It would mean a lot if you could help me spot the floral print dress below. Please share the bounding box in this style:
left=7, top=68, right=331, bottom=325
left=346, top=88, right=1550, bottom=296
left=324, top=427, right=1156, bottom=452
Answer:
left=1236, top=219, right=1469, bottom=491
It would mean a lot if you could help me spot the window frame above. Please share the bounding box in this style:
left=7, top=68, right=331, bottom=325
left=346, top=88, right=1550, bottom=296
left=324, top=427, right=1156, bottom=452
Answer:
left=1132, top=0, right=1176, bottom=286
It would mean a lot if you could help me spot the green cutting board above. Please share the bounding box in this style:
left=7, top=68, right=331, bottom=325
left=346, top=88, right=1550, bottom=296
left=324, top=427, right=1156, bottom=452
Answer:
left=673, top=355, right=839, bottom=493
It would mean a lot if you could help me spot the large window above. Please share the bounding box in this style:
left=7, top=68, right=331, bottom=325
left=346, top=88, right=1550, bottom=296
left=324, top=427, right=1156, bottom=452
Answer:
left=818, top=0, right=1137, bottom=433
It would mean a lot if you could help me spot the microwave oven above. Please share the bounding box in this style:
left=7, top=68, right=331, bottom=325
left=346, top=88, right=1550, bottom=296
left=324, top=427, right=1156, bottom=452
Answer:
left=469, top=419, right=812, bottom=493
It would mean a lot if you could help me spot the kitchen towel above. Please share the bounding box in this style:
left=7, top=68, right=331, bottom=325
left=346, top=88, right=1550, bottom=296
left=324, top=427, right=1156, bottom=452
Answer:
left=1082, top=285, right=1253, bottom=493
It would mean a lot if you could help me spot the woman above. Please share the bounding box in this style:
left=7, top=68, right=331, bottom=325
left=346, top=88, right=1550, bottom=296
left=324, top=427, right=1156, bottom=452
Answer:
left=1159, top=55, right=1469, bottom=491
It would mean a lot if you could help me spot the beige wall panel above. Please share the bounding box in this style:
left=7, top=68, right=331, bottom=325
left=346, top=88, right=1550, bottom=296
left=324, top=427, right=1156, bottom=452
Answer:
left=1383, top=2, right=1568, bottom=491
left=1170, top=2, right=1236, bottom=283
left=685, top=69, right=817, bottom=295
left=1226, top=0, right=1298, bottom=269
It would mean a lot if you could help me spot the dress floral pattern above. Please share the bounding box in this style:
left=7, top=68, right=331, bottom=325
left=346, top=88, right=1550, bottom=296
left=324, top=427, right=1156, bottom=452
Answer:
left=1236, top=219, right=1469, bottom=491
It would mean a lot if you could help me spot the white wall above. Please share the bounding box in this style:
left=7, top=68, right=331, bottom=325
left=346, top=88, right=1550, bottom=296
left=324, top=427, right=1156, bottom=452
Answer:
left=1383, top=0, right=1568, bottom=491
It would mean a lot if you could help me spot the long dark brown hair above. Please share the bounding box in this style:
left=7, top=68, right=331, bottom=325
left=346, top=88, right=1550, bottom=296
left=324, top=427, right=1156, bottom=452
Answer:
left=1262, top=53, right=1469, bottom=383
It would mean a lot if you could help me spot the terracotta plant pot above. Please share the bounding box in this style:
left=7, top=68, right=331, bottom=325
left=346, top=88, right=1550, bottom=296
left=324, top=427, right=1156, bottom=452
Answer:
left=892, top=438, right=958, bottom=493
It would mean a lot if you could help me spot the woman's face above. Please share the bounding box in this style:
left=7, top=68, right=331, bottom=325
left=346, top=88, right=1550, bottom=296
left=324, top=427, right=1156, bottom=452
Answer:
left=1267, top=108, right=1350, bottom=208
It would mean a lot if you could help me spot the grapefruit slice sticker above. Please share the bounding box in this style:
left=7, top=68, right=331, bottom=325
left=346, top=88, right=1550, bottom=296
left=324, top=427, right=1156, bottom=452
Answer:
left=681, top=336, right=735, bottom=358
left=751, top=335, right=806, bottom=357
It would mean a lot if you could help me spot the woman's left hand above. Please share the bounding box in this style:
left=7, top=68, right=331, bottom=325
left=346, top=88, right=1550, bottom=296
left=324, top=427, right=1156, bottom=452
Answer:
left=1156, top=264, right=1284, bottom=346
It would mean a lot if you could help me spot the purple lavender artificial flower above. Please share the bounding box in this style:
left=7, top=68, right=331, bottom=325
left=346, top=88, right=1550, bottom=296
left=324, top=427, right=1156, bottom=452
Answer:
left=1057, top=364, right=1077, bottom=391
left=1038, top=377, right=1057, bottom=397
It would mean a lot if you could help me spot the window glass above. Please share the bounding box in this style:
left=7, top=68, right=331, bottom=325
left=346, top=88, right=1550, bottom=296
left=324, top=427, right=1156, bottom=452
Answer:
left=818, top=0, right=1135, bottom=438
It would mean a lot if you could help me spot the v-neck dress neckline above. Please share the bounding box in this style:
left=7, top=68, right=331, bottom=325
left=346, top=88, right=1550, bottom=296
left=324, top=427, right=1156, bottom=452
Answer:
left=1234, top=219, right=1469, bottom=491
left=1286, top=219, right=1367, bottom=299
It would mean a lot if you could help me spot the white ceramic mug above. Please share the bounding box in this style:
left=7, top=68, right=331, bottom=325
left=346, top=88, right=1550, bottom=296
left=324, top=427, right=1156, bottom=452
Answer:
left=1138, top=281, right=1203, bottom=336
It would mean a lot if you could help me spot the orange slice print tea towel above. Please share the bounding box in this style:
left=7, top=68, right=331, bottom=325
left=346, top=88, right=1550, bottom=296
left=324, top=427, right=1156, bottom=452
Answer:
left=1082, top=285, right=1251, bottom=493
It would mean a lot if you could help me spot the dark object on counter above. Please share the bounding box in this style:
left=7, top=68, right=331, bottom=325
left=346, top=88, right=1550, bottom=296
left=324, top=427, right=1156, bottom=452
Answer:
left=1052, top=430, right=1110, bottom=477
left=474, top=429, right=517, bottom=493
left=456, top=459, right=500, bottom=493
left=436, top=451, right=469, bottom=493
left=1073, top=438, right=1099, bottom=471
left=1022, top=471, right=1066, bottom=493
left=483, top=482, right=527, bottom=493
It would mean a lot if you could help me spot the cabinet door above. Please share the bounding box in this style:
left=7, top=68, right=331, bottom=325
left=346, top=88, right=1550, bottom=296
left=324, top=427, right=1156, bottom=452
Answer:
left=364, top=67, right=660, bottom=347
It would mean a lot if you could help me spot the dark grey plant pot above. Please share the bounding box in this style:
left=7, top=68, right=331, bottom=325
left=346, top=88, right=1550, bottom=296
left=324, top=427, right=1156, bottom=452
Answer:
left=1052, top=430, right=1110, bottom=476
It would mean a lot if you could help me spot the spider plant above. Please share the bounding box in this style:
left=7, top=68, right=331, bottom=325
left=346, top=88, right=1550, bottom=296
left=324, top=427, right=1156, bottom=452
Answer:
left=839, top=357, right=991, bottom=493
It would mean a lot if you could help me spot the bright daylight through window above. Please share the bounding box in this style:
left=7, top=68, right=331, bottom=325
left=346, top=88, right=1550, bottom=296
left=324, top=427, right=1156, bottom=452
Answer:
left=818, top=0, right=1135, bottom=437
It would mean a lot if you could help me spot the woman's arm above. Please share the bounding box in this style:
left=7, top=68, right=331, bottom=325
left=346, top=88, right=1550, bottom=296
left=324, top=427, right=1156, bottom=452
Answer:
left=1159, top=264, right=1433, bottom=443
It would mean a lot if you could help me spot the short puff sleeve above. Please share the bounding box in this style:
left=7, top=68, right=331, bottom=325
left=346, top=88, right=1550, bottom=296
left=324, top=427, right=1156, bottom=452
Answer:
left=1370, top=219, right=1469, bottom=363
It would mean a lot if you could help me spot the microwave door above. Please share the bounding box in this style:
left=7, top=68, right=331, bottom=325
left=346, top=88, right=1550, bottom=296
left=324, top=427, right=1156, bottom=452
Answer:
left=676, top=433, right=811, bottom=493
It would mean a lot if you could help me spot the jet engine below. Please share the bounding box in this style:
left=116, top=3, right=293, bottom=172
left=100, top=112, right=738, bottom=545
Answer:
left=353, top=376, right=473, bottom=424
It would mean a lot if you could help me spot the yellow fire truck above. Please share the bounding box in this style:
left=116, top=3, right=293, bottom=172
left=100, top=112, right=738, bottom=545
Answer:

* * * * * * * * *

### [OBJECTIVE]
Pick out every line of the material that contains the word "white" and copy each one.

### [ANSWER IN FULL]
It would mean a lot if you could help me spot the white wall above. Please share the bounding box in this style:
It would mean a lot if you could help me spot the white ceramic mug above. Please share the bounding box in this style:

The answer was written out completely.